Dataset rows
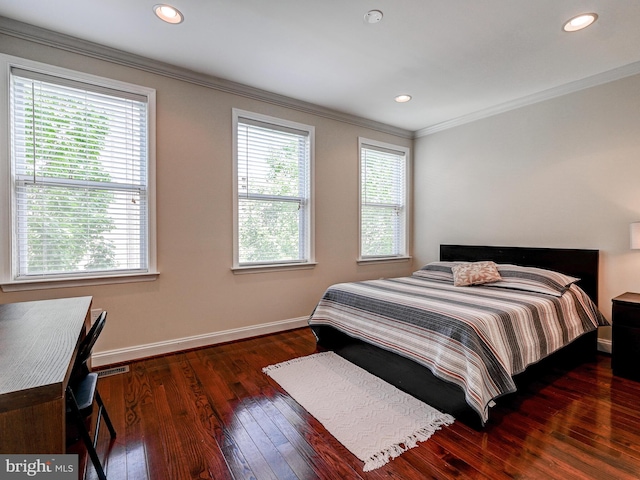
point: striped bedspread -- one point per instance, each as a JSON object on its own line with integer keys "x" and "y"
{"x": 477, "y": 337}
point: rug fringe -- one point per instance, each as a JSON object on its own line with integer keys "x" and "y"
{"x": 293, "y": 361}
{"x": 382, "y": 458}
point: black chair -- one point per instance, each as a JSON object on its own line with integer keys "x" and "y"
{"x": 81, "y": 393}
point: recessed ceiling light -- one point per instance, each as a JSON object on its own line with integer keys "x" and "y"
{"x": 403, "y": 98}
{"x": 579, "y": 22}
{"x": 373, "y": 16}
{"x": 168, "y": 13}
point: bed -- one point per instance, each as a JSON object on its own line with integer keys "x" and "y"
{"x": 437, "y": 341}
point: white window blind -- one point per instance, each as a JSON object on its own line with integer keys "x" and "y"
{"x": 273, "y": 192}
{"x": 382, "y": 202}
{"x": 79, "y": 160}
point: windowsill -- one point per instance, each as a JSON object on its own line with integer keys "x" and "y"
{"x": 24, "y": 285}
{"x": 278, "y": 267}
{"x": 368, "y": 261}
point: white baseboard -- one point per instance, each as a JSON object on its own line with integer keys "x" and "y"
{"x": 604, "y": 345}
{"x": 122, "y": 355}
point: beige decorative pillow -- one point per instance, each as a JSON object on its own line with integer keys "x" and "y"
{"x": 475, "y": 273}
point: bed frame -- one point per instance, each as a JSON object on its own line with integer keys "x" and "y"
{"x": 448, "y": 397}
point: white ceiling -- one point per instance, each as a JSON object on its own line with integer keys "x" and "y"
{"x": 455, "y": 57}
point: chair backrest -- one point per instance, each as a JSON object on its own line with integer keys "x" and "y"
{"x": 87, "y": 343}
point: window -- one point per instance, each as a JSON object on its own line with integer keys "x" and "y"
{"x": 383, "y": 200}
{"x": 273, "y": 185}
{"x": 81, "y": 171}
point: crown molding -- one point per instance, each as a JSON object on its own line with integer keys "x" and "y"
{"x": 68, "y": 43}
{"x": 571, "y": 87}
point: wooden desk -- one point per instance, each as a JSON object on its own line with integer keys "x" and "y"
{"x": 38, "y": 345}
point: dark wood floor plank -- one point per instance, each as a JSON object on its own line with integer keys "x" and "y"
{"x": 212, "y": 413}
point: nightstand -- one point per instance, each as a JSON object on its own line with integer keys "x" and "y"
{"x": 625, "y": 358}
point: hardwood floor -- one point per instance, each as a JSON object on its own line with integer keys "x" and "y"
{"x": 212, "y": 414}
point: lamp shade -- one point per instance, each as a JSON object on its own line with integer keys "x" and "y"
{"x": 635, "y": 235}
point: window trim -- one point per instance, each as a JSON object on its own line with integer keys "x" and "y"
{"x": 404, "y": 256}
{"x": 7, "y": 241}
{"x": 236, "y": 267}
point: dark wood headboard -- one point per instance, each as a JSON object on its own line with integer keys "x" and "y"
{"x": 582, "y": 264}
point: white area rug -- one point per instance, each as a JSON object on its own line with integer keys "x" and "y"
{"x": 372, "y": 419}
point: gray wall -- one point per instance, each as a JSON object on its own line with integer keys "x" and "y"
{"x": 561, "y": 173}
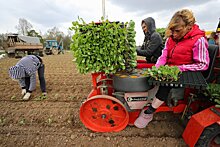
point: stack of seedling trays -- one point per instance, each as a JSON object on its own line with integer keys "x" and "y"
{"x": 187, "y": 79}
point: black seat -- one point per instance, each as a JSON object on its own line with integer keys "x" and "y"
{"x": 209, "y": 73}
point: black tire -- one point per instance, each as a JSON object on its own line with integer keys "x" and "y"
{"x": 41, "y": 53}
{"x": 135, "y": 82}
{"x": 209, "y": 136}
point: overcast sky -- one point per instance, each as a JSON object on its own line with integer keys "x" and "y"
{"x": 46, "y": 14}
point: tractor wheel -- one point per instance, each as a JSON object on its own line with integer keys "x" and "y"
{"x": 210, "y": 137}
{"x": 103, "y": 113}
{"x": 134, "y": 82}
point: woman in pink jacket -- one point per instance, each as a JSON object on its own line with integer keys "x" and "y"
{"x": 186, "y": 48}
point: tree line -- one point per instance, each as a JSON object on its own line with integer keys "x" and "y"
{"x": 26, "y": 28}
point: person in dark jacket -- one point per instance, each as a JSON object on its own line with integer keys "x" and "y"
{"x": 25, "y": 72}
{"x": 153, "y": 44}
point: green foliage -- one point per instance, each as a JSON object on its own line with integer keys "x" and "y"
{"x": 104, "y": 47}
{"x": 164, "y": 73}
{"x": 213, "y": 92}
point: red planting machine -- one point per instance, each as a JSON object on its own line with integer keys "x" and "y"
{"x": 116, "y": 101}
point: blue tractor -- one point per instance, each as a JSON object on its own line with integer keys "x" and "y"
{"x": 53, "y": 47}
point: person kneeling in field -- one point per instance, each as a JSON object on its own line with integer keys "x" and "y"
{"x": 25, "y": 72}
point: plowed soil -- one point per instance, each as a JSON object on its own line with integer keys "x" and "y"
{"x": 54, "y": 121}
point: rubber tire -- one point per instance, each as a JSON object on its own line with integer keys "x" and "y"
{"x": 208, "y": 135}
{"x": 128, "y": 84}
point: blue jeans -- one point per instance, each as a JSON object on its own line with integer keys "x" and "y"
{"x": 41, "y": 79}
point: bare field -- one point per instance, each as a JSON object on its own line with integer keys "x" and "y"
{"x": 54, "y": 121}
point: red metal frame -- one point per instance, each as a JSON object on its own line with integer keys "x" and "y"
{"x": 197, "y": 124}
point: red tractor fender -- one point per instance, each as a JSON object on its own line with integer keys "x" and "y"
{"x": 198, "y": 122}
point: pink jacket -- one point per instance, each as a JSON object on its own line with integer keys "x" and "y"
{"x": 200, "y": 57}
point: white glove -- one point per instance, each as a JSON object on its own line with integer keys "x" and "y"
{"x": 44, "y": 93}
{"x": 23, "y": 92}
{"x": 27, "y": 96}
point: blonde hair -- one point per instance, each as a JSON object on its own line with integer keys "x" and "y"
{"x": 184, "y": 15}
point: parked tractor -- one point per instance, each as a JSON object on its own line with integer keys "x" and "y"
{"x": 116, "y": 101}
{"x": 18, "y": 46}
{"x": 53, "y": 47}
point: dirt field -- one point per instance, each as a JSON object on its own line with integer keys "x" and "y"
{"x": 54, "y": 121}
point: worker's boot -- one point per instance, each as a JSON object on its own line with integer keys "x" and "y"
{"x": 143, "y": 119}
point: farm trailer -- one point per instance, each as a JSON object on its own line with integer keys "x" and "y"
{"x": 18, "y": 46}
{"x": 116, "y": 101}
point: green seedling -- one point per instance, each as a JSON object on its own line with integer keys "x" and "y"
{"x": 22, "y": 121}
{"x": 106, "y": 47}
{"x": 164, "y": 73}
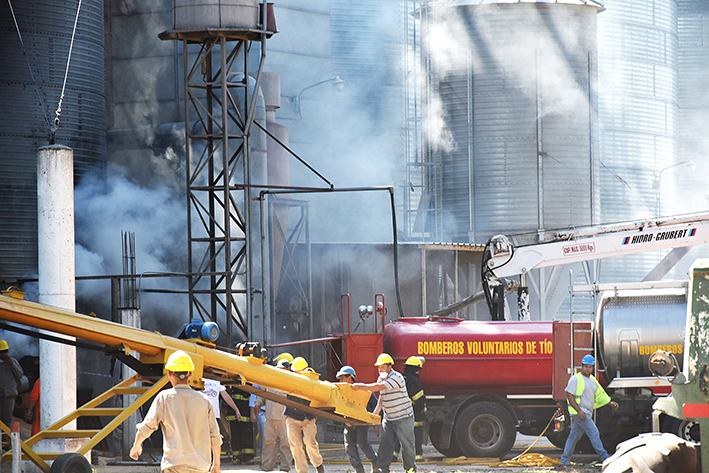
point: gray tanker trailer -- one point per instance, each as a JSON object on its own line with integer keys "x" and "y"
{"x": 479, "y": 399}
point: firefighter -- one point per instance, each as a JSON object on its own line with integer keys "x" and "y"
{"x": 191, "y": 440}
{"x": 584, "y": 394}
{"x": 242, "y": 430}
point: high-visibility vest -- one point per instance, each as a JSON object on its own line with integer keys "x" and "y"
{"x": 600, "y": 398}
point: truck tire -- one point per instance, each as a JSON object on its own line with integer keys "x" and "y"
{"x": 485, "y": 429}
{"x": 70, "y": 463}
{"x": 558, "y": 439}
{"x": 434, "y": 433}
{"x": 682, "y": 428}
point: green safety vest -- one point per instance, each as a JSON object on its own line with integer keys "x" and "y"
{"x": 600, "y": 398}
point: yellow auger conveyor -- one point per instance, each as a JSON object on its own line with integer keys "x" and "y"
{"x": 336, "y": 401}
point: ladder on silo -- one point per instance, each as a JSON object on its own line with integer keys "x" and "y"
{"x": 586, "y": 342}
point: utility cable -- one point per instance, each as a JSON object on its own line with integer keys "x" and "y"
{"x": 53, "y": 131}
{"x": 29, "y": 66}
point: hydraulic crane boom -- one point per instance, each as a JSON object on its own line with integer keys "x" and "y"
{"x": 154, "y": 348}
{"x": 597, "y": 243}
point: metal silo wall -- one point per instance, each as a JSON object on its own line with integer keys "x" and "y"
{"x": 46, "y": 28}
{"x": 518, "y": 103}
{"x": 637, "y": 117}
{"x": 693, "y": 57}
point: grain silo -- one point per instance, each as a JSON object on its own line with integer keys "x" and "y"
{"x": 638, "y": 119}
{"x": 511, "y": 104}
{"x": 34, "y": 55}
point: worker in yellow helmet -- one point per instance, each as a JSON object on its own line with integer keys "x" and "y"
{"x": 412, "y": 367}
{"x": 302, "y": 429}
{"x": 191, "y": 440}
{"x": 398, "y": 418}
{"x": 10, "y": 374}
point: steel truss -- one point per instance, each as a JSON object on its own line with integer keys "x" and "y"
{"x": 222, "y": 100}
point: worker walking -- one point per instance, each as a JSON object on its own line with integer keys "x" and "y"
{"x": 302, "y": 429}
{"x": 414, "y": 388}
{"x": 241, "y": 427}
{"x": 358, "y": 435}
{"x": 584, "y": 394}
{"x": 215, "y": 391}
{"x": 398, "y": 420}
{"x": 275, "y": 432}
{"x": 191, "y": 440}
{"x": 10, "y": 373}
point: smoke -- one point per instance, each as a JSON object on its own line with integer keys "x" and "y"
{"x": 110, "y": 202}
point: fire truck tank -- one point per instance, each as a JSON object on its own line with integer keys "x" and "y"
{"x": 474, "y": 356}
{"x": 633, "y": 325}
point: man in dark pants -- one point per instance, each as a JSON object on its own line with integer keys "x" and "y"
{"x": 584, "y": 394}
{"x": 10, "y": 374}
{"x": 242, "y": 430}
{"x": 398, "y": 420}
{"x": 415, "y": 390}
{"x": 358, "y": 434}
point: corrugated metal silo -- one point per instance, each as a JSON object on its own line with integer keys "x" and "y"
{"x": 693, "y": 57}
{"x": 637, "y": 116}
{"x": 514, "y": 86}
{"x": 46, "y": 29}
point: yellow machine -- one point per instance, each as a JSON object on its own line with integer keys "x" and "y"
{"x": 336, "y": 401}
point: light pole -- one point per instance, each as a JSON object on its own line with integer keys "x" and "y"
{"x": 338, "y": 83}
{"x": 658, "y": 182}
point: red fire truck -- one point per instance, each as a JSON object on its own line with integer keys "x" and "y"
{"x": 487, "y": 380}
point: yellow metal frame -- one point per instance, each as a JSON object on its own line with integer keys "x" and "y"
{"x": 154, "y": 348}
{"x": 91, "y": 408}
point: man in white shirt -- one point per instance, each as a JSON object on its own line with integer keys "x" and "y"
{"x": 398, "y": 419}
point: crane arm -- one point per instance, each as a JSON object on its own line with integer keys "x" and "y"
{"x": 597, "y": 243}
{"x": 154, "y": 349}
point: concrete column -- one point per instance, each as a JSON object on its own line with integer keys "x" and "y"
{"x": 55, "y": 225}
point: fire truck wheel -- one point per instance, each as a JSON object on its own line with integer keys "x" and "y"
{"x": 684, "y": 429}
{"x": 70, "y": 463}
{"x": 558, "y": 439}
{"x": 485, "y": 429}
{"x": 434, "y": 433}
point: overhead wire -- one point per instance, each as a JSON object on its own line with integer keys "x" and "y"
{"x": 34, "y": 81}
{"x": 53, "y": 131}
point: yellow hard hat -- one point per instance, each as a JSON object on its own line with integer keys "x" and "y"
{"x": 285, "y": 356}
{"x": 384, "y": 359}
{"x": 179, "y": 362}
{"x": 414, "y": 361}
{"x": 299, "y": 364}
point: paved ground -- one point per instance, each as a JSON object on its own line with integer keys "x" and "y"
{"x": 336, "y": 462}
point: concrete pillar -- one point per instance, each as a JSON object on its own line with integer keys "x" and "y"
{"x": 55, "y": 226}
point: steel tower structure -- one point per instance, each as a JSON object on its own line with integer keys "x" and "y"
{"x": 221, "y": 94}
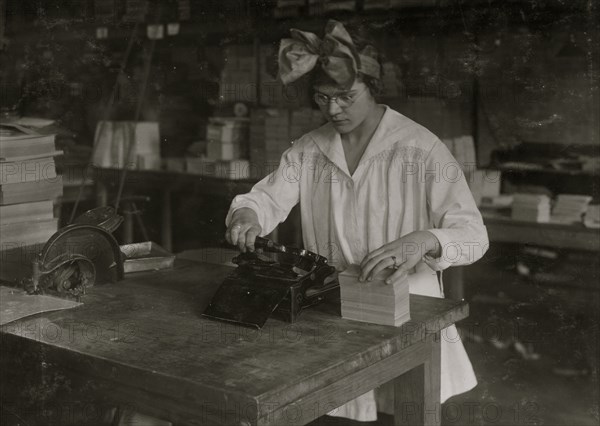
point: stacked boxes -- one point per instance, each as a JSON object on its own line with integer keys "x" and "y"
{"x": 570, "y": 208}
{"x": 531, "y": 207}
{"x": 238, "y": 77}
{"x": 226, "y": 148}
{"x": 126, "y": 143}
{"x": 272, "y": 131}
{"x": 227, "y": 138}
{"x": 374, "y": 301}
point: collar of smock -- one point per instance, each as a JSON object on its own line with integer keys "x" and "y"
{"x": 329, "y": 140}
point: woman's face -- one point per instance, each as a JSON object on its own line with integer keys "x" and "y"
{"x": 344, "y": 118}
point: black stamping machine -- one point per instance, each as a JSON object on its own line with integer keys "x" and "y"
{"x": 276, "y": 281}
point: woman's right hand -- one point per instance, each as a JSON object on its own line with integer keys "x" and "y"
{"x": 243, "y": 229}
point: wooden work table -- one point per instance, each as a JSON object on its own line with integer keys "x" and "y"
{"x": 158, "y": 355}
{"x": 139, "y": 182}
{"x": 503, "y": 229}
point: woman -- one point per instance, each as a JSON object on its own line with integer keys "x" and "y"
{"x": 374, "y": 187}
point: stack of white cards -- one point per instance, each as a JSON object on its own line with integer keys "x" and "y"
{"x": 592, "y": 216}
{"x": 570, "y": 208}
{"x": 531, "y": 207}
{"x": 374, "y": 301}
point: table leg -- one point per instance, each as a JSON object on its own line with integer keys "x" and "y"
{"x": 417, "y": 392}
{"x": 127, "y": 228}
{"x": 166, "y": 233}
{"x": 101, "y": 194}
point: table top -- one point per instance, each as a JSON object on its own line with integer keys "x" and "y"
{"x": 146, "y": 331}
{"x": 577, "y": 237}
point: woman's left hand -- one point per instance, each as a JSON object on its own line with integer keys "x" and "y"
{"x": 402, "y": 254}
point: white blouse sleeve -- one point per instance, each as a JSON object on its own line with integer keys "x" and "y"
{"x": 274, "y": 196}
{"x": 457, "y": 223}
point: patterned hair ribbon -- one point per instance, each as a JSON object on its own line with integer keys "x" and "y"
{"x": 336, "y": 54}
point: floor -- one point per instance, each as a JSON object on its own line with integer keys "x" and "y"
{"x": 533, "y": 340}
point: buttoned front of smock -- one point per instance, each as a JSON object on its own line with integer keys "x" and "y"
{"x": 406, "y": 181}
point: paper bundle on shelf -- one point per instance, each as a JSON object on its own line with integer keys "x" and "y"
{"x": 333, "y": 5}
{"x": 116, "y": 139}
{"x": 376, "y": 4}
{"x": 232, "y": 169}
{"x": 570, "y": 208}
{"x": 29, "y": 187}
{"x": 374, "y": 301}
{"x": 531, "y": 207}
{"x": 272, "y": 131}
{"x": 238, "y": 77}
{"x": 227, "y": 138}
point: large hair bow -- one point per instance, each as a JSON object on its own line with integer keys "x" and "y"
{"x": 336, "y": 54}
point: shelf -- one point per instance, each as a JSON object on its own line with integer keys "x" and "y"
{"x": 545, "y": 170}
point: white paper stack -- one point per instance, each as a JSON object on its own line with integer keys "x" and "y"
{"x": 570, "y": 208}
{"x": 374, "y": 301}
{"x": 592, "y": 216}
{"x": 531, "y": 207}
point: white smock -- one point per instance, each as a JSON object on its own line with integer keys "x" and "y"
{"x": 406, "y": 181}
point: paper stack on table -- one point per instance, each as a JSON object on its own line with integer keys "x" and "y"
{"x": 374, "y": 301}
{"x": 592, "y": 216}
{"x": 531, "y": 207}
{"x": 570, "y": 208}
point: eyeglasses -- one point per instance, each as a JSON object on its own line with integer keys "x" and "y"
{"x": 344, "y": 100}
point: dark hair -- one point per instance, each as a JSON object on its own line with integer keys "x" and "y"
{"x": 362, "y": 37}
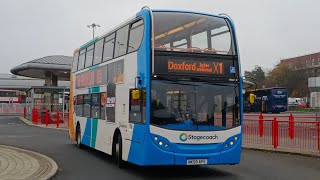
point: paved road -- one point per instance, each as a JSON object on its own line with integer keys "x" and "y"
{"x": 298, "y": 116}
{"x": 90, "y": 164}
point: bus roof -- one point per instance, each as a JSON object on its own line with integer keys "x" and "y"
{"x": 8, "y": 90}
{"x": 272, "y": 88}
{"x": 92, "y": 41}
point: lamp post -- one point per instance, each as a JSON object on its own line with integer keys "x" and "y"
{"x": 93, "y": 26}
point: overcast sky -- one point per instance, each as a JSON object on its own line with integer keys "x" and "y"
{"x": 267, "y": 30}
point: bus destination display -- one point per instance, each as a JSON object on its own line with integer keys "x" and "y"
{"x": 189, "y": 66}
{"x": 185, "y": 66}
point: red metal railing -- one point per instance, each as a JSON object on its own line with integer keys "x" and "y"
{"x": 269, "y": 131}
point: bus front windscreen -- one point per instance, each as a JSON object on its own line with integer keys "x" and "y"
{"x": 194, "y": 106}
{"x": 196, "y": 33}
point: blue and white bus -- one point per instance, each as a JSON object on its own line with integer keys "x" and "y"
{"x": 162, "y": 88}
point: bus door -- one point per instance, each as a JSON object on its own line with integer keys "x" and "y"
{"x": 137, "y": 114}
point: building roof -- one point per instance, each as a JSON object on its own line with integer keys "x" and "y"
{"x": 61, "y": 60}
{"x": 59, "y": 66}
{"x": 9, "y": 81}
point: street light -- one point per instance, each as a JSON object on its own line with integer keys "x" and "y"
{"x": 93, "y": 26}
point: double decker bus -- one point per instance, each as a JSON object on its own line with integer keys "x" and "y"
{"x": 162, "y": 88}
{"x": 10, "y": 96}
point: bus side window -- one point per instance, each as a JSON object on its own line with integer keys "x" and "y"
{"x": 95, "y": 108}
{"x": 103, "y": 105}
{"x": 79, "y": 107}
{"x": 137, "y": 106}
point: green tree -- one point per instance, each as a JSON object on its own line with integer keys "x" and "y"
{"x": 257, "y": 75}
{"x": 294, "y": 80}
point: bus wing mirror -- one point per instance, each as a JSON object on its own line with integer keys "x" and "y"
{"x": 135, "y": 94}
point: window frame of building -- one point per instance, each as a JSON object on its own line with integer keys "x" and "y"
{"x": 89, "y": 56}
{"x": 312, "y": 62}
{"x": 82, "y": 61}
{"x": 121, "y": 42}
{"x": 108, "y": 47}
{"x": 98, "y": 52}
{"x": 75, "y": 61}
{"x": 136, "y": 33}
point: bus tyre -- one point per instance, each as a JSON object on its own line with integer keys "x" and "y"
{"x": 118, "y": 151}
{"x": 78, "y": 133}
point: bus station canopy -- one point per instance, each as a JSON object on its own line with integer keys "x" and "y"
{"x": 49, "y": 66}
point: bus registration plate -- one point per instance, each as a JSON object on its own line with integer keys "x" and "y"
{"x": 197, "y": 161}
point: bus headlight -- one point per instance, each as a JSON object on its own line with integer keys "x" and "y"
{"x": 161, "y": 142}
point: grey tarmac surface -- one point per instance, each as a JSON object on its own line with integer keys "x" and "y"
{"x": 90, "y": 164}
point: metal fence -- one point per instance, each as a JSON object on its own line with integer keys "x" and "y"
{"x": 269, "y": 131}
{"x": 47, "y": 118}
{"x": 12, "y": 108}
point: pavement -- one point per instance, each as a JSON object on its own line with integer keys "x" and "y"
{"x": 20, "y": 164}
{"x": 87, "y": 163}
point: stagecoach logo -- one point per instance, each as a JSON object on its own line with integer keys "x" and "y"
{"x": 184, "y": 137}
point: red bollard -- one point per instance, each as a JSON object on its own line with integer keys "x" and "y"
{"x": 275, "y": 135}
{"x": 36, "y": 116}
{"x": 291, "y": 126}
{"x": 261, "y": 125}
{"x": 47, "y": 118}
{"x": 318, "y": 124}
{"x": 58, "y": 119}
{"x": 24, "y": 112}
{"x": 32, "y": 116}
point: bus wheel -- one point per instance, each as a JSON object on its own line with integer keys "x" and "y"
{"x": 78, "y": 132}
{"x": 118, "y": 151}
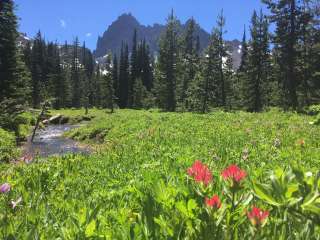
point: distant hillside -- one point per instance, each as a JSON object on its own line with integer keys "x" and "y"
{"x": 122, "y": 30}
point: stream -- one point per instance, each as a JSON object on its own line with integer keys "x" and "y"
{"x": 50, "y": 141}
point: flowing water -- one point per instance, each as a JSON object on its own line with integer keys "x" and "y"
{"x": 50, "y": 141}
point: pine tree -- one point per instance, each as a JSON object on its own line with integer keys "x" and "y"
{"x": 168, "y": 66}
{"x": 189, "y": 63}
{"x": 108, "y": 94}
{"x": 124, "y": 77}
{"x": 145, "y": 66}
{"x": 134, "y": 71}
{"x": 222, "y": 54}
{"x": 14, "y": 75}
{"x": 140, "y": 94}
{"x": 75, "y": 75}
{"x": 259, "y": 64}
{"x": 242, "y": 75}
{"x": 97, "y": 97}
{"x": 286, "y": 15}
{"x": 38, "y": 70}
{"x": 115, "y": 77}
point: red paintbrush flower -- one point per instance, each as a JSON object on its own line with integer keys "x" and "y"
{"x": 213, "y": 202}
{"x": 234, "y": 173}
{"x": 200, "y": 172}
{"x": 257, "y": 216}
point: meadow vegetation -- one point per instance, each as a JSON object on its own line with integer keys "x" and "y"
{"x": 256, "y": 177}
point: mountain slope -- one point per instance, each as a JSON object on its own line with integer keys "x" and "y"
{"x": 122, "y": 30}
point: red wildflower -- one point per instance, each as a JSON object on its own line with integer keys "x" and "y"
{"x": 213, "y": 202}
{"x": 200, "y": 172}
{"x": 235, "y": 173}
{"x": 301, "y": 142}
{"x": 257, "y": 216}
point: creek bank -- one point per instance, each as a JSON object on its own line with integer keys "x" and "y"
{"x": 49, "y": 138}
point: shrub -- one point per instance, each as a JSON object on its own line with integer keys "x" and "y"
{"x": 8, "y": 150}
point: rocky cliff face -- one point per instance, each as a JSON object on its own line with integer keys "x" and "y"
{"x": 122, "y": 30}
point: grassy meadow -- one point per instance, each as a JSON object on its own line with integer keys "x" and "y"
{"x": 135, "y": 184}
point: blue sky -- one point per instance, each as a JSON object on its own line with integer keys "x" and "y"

== Request ==
Return, unchanged, each line from the line containing "point: meadow vegetation" through the last line of the material.

== Output of the exercise ==
point: meadow vegetation -- one point per instance, each as a JSON object on its own line with integer keys "x" and "y"
{"x": 256, "y": 177}
point: mountain slope -- one point per instance, each as a JSON object on its own line with integer keys "x" and "y"
{"x": 122, "y": 30}
point: red wildflower -- one point per instance, each as a JSON object on its own line with integer keys "x" and "y"
{"x": 213, "y": 202}
{"x": 200, "y": 172}
{"x": 235, "y": 173}
{"x": 301, "y": 142}
{"x": 257, "y": 216}
point: creek bank -- one point per instance, each as a JSON object on its own line with integer keys "x" and "y"
{"x": 49, "y": 138}
point: shrub -- one point per instance, each as a JSON object on its own line with integer keys "x" and "y"
{"x": 8, "y": 150}
point: rocky cliff face -- one point per instance, each as a JSON object on its own line with integer keys "x" and "y"
{"x": 122, "y": 30}
point: grassy meadow -- one point per instance, each as a JSON object on its own line with integer keys "x" and "y"
{"x": 135, "y": 184}
point: blue sky -- one point per instance, each as a JSON object on its own line with integer keys "x" and "y"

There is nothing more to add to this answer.